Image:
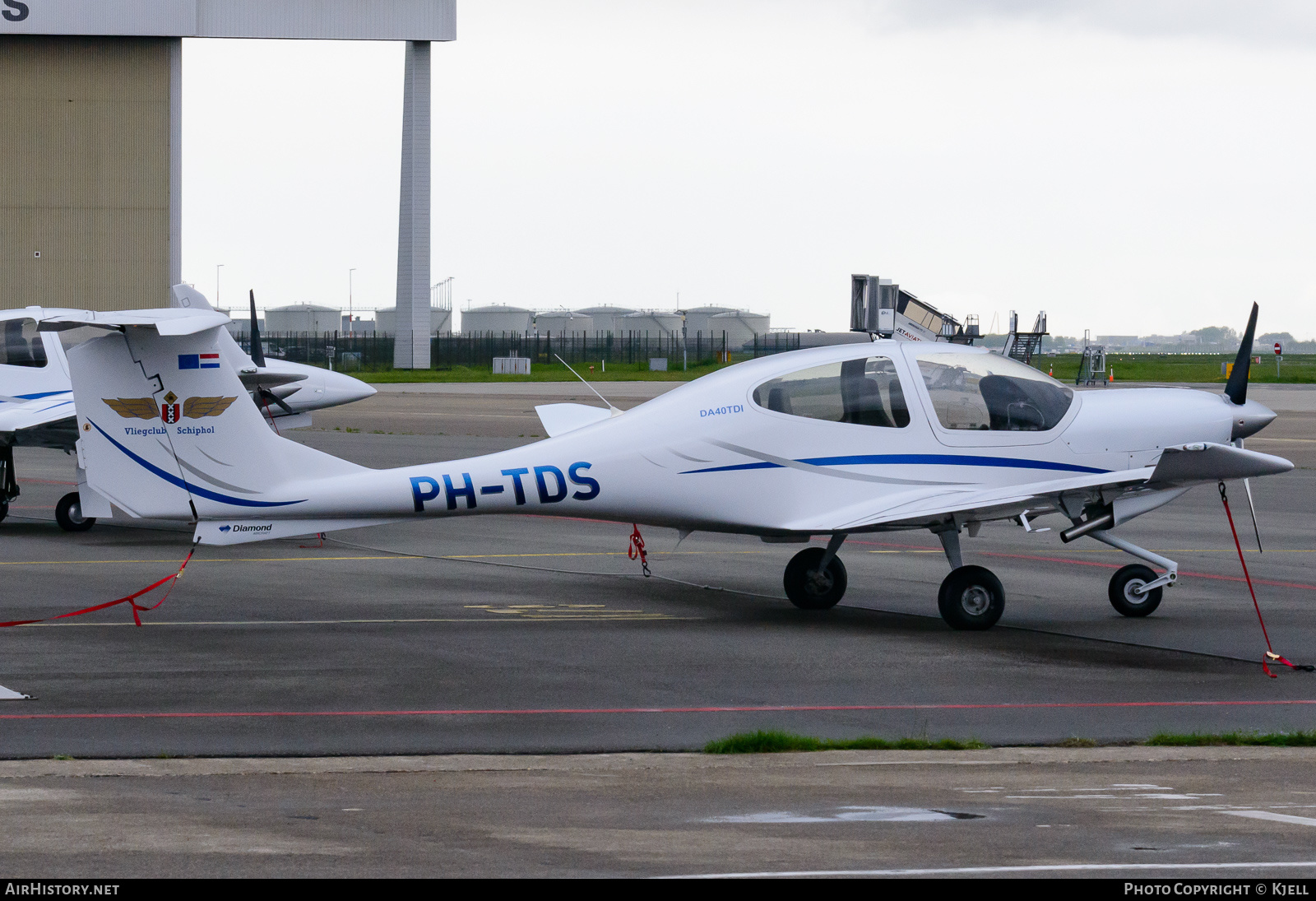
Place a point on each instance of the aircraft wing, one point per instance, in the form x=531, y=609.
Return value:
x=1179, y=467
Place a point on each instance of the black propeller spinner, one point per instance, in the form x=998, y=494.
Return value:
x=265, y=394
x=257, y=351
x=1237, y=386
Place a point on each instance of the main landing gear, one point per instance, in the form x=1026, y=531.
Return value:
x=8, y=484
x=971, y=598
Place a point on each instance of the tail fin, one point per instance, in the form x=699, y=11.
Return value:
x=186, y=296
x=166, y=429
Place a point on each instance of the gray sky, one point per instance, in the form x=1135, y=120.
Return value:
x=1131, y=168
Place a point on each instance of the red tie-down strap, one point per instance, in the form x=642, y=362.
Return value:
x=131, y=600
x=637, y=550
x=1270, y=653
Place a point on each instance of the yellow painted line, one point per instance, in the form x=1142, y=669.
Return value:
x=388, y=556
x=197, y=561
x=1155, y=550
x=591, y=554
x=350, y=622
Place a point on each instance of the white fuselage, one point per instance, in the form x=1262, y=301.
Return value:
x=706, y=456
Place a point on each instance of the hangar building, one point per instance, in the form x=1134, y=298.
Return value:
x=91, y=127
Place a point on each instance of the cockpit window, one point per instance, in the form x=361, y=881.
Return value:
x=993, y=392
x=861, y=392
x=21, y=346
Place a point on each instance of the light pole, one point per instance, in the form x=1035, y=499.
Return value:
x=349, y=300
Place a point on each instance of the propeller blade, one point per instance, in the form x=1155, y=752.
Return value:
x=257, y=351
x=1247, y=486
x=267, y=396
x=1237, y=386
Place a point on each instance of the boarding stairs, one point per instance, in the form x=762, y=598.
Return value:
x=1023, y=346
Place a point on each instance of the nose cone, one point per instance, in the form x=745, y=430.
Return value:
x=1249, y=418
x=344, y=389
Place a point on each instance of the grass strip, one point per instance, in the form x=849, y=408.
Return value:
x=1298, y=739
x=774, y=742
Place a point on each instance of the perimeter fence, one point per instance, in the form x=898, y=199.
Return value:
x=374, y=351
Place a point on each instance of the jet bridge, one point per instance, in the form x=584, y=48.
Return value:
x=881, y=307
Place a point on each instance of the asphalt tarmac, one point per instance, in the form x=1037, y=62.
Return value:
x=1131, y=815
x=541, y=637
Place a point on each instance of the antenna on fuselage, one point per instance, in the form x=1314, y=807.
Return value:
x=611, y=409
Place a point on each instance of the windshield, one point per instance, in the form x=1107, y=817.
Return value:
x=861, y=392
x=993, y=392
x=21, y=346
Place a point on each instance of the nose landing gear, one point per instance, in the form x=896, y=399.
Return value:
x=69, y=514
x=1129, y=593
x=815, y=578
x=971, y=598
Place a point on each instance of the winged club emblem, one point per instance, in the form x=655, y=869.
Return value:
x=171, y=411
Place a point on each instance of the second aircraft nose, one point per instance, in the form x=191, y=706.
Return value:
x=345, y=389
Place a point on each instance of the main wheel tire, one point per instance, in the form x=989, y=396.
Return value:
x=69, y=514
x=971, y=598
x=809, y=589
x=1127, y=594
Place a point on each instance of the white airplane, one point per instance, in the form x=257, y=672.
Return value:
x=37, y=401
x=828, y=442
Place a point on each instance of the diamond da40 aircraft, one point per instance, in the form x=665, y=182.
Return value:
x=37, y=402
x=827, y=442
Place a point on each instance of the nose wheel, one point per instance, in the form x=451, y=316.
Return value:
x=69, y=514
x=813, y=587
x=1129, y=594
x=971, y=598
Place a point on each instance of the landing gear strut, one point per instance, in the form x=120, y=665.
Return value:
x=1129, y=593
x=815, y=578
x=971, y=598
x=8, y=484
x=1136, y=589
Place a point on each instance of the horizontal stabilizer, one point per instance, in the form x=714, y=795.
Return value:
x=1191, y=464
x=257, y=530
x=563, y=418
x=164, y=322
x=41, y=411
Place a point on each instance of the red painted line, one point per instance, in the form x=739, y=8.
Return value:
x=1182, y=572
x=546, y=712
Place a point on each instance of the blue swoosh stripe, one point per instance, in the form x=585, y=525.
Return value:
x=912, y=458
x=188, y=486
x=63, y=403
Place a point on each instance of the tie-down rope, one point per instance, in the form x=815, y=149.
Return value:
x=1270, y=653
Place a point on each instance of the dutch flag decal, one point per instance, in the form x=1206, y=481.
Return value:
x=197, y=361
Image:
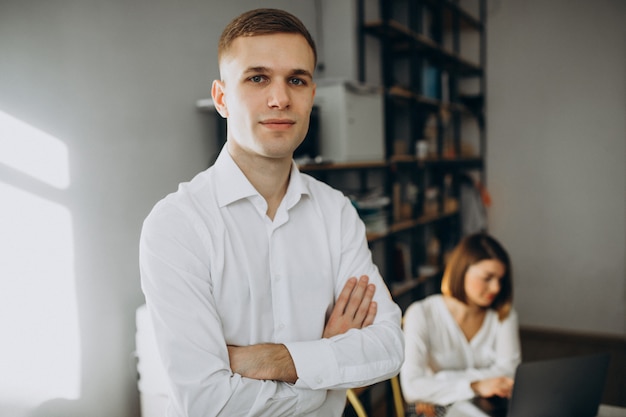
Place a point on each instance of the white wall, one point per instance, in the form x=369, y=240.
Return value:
-*-*-
• _Short problem_
Starting at the line that contains "Place a point on each instance of the dutch" and ending at the last of the lines, write those lines out again, requests included, with every point coordinate in the answers multiplied by 1.3 and rounded to a whole number, halves rounded up. Don't change the numbers in the requests, and leave the pictures out.

• _Completed exercise_
Place a point on each instance of the dutch flag decal, one point per instance, in the form x=1206, y=481.
Return value:
x=256, y=469
Image:
Place a point on each instance of the white wall, one point per instance, in the form x=369, y=240.
Return value:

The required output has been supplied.